------ Provided entries ------
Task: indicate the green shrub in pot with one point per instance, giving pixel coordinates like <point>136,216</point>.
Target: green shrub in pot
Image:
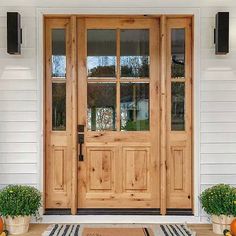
<point>17,204</point>
<point>219,201</point>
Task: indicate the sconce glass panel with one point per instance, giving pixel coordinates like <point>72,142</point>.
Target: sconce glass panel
<point>178,53</point>
<point>59,53</point>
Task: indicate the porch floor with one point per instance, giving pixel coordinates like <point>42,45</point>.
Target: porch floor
<point>201,229</point>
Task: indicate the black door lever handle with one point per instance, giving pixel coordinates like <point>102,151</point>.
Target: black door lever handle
<point>81,141</point>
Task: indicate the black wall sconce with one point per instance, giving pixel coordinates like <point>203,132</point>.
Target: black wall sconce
<point>14,33</point>
<point>221,33</point>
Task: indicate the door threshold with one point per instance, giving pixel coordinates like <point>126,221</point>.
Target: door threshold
<point>118,211</point>
<point>102,211</point>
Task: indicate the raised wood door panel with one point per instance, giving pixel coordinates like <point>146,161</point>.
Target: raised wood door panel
<point>57,107</point>
<point>120,167</point>
<point>179,110</point>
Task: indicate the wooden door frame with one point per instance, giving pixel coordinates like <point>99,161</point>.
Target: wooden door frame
<point>162,97</point>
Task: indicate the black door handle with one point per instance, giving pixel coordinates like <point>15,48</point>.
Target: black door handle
<point>81,141</point>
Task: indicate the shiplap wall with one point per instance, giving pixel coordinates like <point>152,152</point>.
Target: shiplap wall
<point>19,114</point>
<point>18,104</point>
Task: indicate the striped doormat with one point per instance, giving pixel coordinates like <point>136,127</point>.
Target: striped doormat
<point>62,230</point>
<point>174,230</point>
<point>160,230</point>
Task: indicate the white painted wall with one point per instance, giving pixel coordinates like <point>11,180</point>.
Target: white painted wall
<point>20,114</point>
------
Some lines in the data above may hold the word "green". Say how many, with no other words.

Solution for this problem: 2